Keep the images out and set the listing below down word for word.

Top of Information provided

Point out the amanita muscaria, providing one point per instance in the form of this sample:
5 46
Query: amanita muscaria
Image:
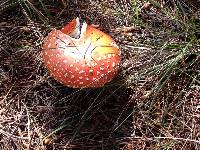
80 56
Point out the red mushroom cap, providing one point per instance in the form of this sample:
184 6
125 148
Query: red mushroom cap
81 58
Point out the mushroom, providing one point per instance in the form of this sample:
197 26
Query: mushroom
80 56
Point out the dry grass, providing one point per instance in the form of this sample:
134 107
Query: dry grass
152 104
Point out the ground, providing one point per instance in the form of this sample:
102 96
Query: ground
153 103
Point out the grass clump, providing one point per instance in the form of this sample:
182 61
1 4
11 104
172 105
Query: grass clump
152 104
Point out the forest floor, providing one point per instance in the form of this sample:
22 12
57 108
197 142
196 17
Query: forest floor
153 103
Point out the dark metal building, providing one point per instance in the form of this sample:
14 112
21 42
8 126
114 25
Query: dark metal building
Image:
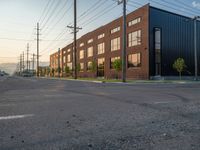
176 40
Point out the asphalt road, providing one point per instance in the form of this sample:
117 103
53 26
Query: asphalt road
42 114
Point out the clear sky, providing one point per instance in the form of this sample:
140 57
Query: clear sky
19 19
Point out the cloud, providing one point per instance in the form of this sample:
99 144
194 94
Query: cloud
196 4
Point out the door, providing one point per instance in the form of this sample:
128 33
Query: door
100 67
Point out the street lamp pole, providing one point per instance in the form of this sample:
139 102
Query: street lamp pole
124 40
195 47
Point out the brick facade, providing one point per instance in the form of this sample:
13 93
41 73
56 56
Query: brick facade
141 72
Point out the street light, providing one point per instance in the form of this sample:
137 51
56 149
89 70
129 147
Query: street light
124 40
195 46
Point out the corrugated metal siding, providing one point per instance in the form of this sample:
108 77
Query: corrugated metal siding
177 41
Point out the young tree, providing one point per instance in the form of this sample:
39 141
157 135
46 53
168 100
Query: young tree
78 67
117 65
67 70
179 65
53 71
47 71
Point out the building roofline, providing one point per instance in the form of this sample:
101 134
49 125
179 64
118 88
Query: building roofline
167 11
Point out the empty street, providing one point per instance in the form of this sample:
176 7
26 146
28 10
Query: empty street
60 115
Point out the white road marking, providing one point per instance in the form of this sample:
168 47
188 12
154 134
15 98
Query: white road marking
165 102
16 117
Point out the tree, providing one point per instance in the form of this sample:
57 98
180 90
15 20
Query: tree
53 71
59 70
117 65
179 65
47 71
78 67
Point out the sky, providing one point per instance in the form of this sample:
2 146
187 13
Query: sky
19 19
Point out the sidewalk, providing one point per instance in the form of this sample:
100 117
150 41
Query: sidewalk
92 80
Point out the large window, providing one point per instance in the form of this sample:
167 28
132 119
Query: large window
157 32
89 66
115 44
101 36
134 60
81 67
81 54
82 44
135 21
112 60
90 41
69 58
64 59
134 38
69 65
90 52
115 30
101 48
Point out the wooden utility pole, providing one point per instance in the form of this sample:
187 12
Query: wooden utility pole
38 49
27 62
75 30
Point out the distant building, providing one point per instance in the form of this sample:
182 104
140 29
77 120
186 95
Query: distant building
155 39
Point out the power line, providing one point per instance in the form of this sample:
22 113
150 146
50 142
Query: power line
51 14
13 39
44 10
51 5
64 14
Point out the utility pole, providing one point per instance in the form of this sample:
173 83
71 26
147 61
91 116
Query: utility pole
27 62
59 62
75 30
38 49
20 64
124 40
33 63
23 61
195 47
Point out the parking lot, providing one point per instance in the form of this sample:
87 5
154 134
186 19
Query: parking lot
56 114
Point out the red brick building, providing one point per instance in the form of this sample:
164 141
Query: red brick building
151 46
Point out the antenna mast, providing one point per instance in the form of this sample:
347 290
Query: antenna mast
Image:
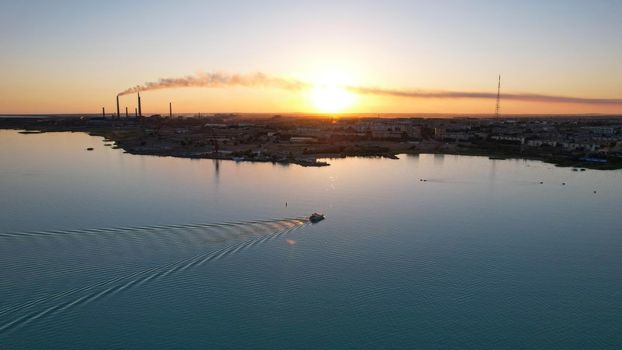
498 108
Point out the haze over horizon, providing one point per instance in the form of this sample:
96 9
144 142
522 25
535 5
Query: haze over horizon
350 57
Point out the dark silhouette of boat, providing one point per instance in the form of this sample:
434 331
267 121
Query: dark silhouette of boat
315 217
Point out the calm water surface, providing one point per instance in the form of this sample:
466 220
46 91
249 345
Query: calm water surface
107 250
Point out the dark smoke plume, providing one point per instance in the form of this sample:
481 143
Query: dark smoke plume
260 80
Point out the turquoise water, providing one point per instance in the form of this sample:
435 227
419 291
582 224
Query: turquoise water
107 250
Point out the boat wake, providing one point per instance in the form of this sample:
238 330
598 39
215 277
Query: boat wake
237 237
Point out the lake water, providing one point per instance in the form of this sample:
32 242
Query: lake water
103 249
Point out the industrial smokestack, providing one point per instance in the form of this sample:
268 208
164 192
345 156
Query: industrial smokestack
140 111
118 112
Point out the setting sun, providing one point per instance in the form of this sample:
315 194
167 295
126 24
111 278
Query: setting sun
328 94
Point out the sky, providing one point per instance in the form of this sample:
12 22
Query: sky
75 56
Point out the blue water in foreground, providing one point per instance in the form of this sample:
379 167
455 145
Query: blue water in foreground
104 250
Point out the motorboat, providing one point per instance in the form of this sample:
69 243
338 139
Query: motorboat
315 217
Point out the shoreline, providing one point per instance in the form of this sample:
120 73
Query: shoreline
246 141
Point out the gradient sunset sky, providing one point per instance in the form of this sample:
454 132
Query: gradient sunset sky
75 56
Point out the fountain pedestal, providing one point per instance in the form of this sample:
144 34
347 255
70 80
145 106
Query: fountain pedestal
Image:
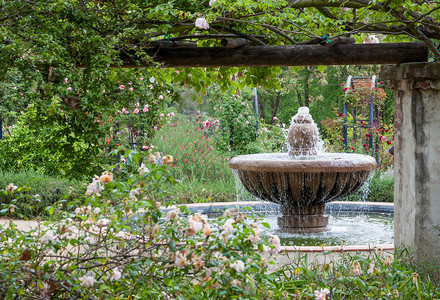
307 219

Bottom of Information provided

## Solution for this task
Point out the amanita muscaria, providing one point per instance in the form of this sample:
5 46
Query: amanita muscaria
Image:
80 56
Point out the red mushroom cap, providing one point per instance in the form of this sample:
184 6
125 148
Query: red mushroom cap
81 58
Point out the mushroom, providing one point per instance in the form of this sample:
197 26
Query: mushroom
80 56
Point out the dry grass, providing one point per instance in the form of this sample:
134 107
Query: dry grass
152 104
Point out the ground, providing one point per instance in the form of this sample:
102 96
Query: ground
153 103
Point out the grass clump, providing one point per instance in the form of this sample:
182 61
1 4
11 104
172 105
Query: grass clump
152 104
Point out the forest floor, providing one point per instance in the form of this sample:
22 12
57 108
197 142
196 17
Query: forest floor
153 103
Point out the dark metal building, providing one point per instance in the form of this sample:
14 112
21 42
8 126
114 25
Query: dark metal building
Image:
176 40
Point out the asphalt road, providing one point per instance in the form of this sample:
117 103
53 26
Query: asphalt road
42 114
Point out the clear sky, providing one point per instance in the form of this sample:
140 57
Query: clear sky
19 19
Point out the cloud, providing one point per instance in the form of this sample:
99 144
194 94
Query: cloud
196 4
Point out the door, providing one point per instance in the form of this sample:
128 33
Query: door
100 67
Point out the street lamp pole, providing one point per instance in the form of this sample:
139 102
Query: street lamp pole
124 40
195 47
Point out the brick facade, providing one point per instance in the form of this sample:
13 93
41 73
56 56
Query: brick facade
141 72
Point out the street light, providing one point per instance in the form of this sample:
137 51
56 149
89 70
129 147
Query: street light
124 40
195 46
Point out the corrugated metal siding, providing one point per instance in the form of this sample:
108 77
Query: corrugated metal siding
177 41
Point out the young tree, providing one point per instance in the form of this sample:
39 141
157 135
46 53
168 100
Query: young tree
78 67
117 65
67 70
179 65
53 71
47 71
Point out the building roofline, providing one point per instance in the form of this sample:
101 134
49 125
179 64
118 88
Query: building roofline
167 11
Point out the empty street, providing one point per instance in the form of this sample:
176 7
26 146
28 10
Query: empty street
60 115
Point out the white road marking, providing one point per instance in the form of this sample:
168 47
188 12
154 134
15 98
Query: white road marking
165 102
16 117
Point out the tree, providing one point per instance in the form of this sample:
57 98
180 90
15 20
Query: tree
53 71
59 70
117 65
179 65
47 71
78 67
Point out the sky, providing one point per instance in the form of this sample:
2 146
187 13
Query: sky
19 19
Point out the sidewalk, providing one point per instance in the form of this sample:
100 117
150 41
Query: sidewalk
92 80
Point out the large window, providing one point per instance in the form of this sample:
167 28
132 119
Query: large window
157 32
89 66
115 44
101 36
134 60
81 67
81 54
82 44
135 21
112 60
90 41
69 58
64 59
134 38
69 65
90 52
115 30
101 48
Point out the wooden utility pole, providing one point per instance in the form of this sample:
187 12
Query: wooden utility pole
38 49
27 62
75 30
Point out the distant building, providing one point per instance in the form of this sample:
182 104
140 29
77 120
186 95
Query: distant building
155 39
Point out the power line, providing one point per instance in the form of this sample:
22 113
150 146
50 142
Query: power line
51 14
13 39
44 10
51 5
64 14
Point out the utility pole, providing one point per instance in the form of this sample:
173 83
71 26
147 61
91 116
Query: utility pole
27 62
59 62
75 30
38 49
20 64
124 40
33 63
23 61
195 47
Point out the parking lot, providing one point per instance in the form of this sample:
87 5
154 134
186 19
Query: parking lot
56 114
Point out the red brick building, providing one point per instance in the form of this sample:
164 141
Query: red brick building
151 46
Point out the antenna mast, providing one point per instance in the form of this sample:
347 290
Query: antenna mast
Image:
498 108
Point out the haze over horizon, providing one point per instance in the form of this sample:
96 9
144 142
522 25
535 5
Query: haze over horizon
350 57
Point out the dark silhouette of boat, providing one point per instance in the form of this sample:
434 331
267 121
Query: dark silhouette of boat
315 217
Point out the calm water surface, providing one point per instance in the form of this sample:
466 220
46 91
249 345
Query: calm water surface
107 250
Point out the dark smoke plume, providing one point per instance in the form of this sample:
481 143
Query: dark smoke plume
260 80
Point out the turquoise water, providing one point per instance in the form of this sample:
435 227
419 291
582 224
Query: turquoise water
107 250
Point out the boat wake, providing one point per instance in the form of this sample:
238 330
598 39
215 277
Query: boat wake
237 237
Point out the lake water, providing one point per instance in the form of this sample:
32 242
Query: lake water
103 249
Point out the industrial smokestack, providing one point per instance in the form of this sample:
268 208
164 192
345 156
Query: industrial smokestack
140 111
118 112
Point out the setting sun, providing one point per instance in the form of this sample:
315 194
167 295
126 24
111 278
Query: setting sun
328 94
Point out the sky, providing one point per instance in the form of this sample:
12 22
Query: sky
75 56
Point out the blue water in foreground, providing one point per instance in the form of this sample:
379 167
455 145
Query: blue water in foreground
104 250
Point out the motorboat, providing one point per instance in the form of this sample:
69 243
338 139
Query: motorboat
315 217
Point out the shoreline, providing one point per instance in the form of this sample:
120 73
Query: shoreline
246 141
Point out the gradient sunset sky, providing one point per instance in the form of this sample:
454 132
Query: gradient sunset sky
75 56
Point out the fountain pedestal, providing one point per instance in the form of this sample:
144 34
347 255
70 80
145 106
Query: fountain pedestal
Image:
307 219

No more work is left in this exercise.